That model is not only extremely expensive, it’s also much slower than it looks. Time to insight is not a measure of query response time, it’s a measure of the entire end to end process. Traditional data warehousing approaches rely on cumbersome extract, transform, and load processes that can take as long as 18 months to gather and format all of the data required before the first analytic queries can even be performed.

We’ve now reached a point where accessing a single source of truth for data has become virtually impossible because of the sheer volume, variety, and velocity of data being generated. This poses a real problem for organisations that need fast data access now more than ever – a key finding from our survey found that 58% of respondents said that data access has become more critical throughout the pandemic.

Enter, X Analytics: a modern approach to data analytics

The next step in the evolution of data and analytics is what’s known as X Analytics. Coined by Gartner, X Analytics refers to the ability to run analytics on a wide range of structured and unstructured data, combining new data sources with existing or core data. In essence, it is a key that unlocks the doors to all your data, wherever it might be stored. This gives business intelligence analysts and data scientists a better overview of their data for analysis, allowing them to understand how behaviour has changed and what patterns have remained, meaning that faster decisions can be made to drive new business.

Rather than focusing on a single source of truth of data, X Analytics is about having a single point of access for all your data. Fresh data and fast insights – two key aspects that have been lifelines in the pandemic for analysts and data scientists – are what X Analytics is all about. It bridges traditional, long-winded approaches of accessing data and instead implements query layers that function as a single entry point, meaning that data can be accessed quickly from anywhere.

How EMIS is leveraging X Analytics

Many organisations are already benefitting from X Analytics, and this new way of accessing data. One organisation that knows all too well the challenges of the pandemic and the need to access critical data quickly is EMIS Health. As a technology provider for the NHS, responsible for providing patient information to local pharmacies, EMIS knew that it needed to adapt in order to meet demands throughout the pandemic.

_WHAT TO WORK ON_.
A: Answer each question using the passage on X Analytics:
(i) How long can traditional extract, transform, and load processes take before the first analytic queries can be performed?
(ii) What percentage of survey respondents said that data access has become more critical throughout the pandemic?
(iii) Who coined the term X Analytics?
B: According to the passage on X Analytics, which characteristics of the data being generated have made accessing a single source of truth virtually impossible? List all of them.
C: Pick up the passage on X Analytics after its final sentence and continue it in the same formal voice.
The records are separate material and have no connection to the passage on X Analytics.

_AVAILABLE DATA_.
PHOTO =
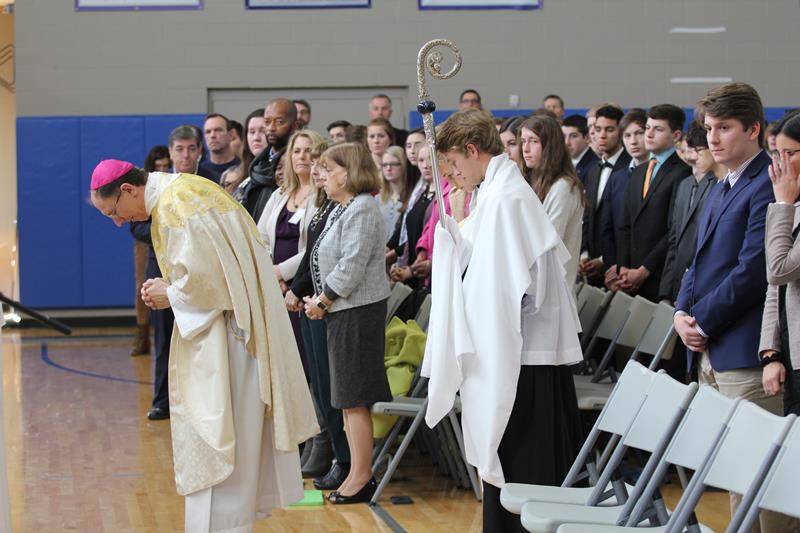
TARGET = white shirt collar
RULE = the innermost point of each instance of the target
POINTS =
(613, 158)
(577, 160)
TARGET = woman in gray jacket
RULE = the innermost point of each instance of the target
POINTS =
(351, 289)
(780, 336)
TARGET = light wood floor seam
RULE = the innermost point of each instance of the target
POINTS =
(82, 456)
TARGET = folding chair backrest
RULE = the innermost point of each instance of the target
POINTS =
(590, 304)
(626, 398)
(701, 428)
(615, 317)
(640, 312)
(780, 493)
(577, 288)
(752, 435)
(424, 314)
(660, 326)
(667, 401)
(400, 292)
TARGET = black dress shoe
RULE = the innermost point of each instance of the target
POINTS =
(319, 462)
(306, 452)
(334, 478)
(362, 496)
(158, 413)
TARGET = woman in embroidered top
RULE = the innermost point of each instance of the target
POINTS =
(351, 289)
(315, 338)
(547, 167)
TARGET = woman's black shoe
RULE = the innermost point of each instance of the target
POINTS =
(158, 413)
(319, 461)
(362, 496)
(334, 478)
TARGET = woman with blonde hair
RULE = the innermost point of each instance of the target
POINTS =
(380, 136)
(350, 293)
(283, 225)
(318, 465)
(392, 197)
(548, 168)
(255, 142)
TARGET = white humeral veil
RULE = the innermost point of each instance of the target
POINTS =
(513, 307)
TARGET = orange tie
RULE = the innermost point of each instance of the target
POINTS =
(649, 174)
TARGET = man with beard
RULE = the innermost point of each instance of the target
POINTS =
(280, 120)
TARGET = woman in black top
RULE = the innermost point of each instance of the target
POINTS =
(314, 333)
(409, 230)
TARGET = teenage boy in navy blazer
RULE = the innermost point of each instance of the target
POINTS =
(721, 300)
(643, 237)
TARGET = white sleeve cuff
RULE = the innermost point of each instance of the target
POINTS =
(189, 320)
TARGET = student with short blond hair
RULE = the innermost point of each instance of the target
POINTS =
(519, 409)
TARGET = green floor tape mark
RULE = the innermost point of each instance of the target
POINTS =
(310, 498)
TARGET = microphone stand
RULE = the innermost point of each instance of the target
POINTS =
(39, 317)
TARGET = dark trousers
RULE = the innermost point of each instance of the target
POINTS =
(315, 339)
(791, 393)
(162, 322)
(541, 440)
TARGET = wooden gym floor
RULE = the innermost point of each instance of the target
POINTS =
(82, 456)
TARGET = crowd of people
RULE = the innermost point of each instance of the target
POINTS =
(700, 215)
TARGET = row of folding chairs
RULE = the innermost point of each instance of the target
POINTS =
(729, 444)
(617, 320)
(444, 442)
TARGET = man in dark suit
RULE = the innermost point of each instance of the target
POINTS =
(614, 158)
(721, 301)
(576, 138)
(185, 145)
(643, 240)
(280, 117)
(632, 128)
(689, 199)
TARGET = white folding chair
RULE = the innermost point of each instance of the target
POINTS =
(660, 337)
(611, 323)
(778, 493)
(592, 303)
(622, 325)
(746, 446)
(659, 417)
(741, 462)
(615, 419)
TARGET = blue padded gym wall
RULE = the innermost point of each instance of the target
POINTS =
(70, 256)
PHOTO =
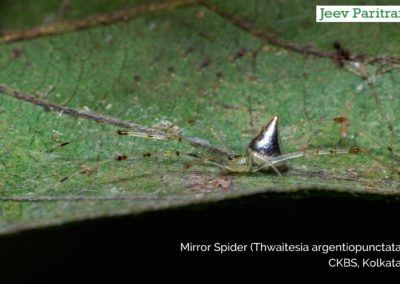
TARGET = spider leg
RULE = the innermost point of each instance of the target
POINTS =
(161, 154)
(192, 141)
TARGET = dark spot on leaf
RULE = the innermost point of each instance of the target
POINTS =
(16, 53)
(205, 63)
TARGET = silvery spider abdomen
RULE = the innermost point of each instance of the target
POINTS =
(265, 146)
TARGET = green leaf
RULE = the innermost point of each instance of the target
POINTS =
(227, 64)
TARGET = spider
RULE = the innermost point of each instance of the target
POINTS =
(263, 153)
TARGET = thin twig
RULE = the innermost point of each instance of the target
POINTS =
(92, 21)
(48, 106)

_ANSWERS PROVIDED_.
A:
(i) As long as 18 months.
(ii) 58%.
(iii) Gartner.

B: Volume, variety, velocity

C:
Given that clinical data is continuously streamed into a cloud data lake, EMIS needed to modernise its data architecture to work on accessing it from anywhere and as a single query point. Key to this was creating optionality for their data by separating compute and storage so that compute could be scaled up and then a specialised, portable layer for data consumption was created that could be used across EMIS data sources, based on the fact that data will be moving around. Eventually this evolved as the EMIS-X Analytics suite, allowing users to run BI analytics in almost real-time, without the need to copy and analyse data which could take several weeks.

During the pandemic, EMIS used its X Analytics platform to maintain an online visualisation delineating the most common reported symptoms of COVID-19 that updates daily as new self-reported patient data streams into its cloud data lake.

Getting X-cited for the future

Whilst we’ve weathered the immediate threat of the pandemic, the economy remains in an unstable position and the next challenge for organisations will be to build back better. During this time, data will be integral and now is the opportunity for organisation to capitalise on the insights they have accumulated throughout the pandemic. In fact, businesses that efficiently mine all of their data for insights will be the ones that adapt and evolve best. With X Analytics, businesses will have the capabilities to not only make faster decisions for their business today, but also to survive and thrive in the future.